Text for analysis:
Slavic food and drinks

Porridge was an important food. Slavs not only cooked it in water, but also in milk, or they at least added milk to it and also butter, and sweetened it with honey and fresh or dried fruit. Porridge was made from millet, but also different kinds of wheat, barley and oats.

Rye was typically used to make bread, which was a basic food for Slavs, particularly for those, who lived in the north. They also made fermented wheat bread, not only simple flatbread. Flatbread was mostly an exception, when there wasn’t much time to let it ferment, rise and bake it. The dough for fermented bread was probably made in a wooden kneading-trough (the one that looks like a bucket), it wasn’t washed and bits of dough remained at the bottom and on the sides. Next time they scraped them off, poured warm water over them and let them rise. Bread was made black and white, ordinary or celebratory. Slavs often baked black, coarse-grained bread.

Record set:
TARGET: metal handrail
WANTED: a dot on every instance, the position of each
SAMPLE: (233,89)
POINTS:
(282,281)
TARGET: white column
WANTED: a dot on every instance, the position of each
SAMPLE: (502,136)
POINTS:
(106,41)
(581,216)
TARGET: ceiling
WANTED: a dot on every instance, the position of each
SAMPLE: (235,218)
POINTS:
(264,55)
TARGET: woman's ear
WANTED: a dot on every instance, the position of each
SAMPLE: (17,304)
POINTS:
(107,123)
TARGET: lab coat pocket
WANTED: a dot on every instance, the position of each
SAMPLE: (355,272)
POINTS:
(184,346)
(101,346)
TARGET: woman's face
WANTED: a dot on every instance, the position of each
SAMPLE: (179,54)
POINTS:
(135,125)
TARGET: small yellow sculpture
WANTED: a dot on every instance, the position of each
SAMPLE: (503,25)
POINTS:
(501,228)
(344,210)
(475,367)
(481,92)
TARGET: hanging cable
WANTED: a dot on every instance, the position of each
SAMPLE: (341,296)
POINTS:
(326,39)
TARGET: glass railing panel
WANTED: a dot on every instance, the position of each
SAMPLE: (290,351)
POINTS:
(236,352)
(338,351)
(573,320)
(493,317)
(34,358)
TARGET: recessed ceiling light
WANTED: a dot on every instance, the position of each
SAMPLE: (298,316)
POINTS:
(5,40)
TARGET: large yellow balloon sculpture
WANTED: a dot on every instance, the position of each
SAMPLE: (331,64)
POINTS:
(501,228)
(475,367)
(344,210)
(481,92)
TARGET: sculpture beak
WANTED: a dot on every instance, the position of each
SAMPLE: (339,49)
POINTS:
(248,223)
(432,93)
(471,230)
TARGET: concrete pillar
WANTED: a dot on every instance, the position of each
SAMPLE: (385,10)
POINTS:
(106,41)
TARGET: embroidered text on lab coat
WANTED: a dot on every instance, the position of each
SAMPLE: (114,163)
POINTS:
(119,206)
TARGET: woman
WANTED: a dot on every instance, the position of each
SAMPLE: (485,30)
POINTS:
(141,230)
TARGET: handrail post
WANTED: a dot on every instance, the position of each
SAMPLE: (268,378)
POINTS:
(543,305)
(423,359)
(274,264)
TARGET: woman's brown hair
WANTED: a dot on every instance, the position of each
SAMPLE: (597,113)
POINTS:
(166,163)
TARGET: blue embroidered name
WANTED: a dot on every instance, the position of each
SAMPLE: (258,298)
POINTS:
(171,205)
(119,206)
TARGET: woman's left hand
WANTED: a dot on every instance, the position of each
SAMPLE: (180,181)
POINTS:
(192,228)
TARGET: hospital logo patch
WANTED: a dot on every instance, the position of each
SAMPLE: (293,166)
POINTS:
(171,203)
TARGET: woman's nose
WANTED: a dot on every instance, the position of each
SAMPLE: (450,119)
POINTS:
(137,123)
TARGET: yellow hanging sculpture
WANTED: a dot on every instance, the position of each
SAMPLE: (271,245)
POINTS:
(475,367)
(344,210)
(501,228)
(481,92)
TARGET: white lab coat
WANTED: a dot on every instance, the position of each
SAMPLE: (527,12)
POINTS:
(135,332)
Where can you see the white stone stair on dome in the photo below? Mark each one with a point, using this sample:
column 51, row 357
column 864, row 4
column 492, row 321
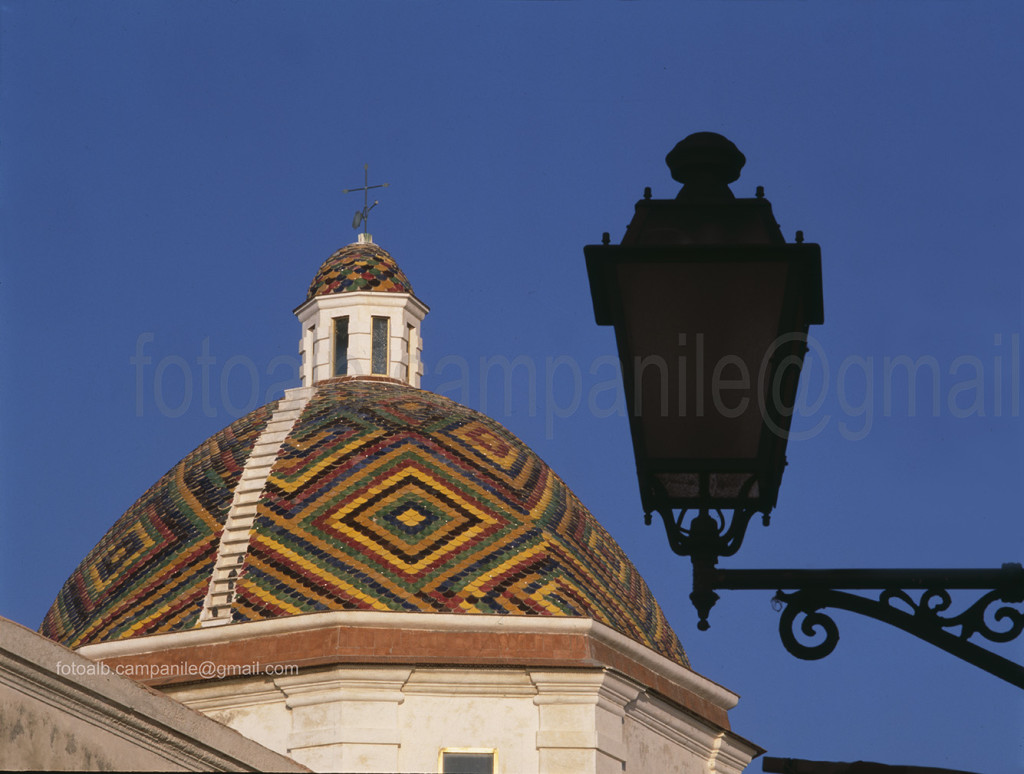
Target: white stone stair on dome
column 235, row 540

Work request 1:
Do these statements agree with the text on Slavic food and drinks? Answer yes or no for each, quoting the words from the text that decide it.
(a) Slavs made porridge only from millet.
(b) Flatbread was the usual kind of bread Slavs made.
(c) Slavs typically used rye to make bread.
Work request 2:
Continue the text on Slavic food and drinks from where it stops.

Result 1:
(a) No: "Porridge was made from millet, but also different kinds of wheat, barley and oats."
(b) No: "Flatbread was mostly an exception, when there wasn’t much time to let it ferment, rise and bake it."
(c) Yes: "Rye was typically used to make bread"

Result 2:
Baked goods were sweetened with honey and dried fruits (mostly pears, but also different kinds of berries like strawberries, blueberries, raspberries, blackberries and elderberry). They also probably sprinkled it with poppy seeds and filled it with cream cheese or other sweet and savoury fillings.

Legumes, peas, lentils and beans were made the same way like today, Slavs probably let them soak before cooking and sometimes let them sprout. They used beetroot and made sauerkraut and pickled cucumbers. There is no information about vegetable recipes, but they were most likely diverse and simple. Slavs not only grew their own food, but they also foraged – orach, goosefoot, young nettles and dandelions leaves, sorrel, onions, garlic and so much more.

Very popular was food that tasted sour with added different herbs and spices. They used vinegar, soured milk, buttermilk and whey, sour herbs and fermented foods.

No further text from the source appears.